Requirement
Copy out only the lines between the ones holding "Please segment every instance of the <item>overcast" and "M 246 126 L", inclusive, keeping the requests as they are, and shift every coordinate in the answer paths by adding 127 to it.

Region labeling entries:
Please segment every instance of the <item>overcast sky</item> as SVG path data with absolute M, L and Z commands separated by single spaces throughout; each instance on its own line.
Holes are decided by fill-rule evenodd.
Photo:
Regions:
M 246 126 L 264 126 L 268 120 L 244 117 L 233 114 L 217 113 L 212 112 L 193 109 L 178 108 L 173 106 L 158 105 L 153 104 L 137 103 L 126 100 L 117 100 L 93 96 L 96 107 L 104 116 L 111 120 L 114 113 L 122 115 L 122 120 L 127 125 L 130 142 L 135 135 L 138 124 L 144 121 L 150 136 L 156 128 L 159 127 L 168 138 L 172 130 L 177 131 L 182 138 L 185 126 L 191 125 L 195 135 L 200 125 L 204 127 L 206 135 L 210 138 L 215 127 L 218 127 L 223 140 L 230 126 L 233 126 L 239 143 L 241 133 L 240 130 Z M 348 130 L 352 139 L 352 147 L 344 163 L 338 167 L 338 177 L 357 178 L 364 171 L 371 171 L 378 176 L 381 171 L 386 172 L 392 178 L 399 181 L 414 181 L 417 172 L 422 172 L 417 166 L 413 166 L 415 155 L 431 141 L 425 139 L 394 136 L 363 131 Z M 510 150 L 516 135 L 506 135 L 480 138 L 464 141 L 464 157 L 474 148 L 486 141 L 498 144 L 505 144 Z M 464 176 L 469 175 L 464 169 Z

* * *

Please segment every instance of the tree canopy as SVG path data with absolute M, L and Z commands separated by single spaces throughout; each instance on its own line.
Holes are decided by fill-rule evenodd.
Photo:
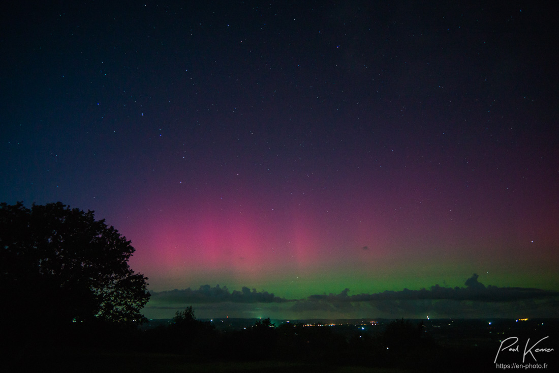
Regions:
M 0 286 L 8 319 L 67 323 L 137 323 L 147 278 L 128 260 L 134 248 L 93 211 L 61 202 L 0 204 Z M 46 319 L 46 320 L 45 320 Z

Solution for this task
Please segment every instance of the <item>overcast sky</item> as SVG path data with absolute M, L and Z commands separated by single spaces throughout; each instance on its own line.
Holes are decided by fill-rule evenodd.
Photo:
Regions:
M 373 253 L 391 253 L 395 247 L 371 244 L 360 241 L 344 240 L 339 239 L 320 236 L 305 235 L 300 233 L 285 232 L 280 231 L 264 230 L 253 227 L 244 227 L 220 223 L 223 234 L 231 243 L 238 247 L 241 240 L 249 242 L 249 247 L 254 252 L 257 269 L 262 262 L 265 251 L 271 248 L 277 263 L 283 255 L 286 254 L 295 265 L 299 257 L 304 258 L 309 265 L 312 253 L 318 252 L 322 262 L 327 252 L 331 254 L 333 262 L 337 265 L 342 254 L 345 254 L 350 267 L 357 253 L 360 253 L 366 270 L 368 260 L 367 257 Z M 475 257 L 479 266 L 479 274 L 471 290 L 465 294 L 465 304 L 484 305 L 491 298 L 498 298 L 505 303 L 508 298 L 513 299 L 519 305 L 526 308 L 541 308 L 544 299 L 549 299 L 544 293 L 540 293 L 542 282 L 558 268 L 552 266 L 521 263 L 490 258 Z M 637 277 L 643 262 L 633 262 L 607 265 L 591 268 L 591 284 L 601 275 L 613 268 L 625 271 L 632 271 Z M 591 303 L 596 302 L 591 296 Z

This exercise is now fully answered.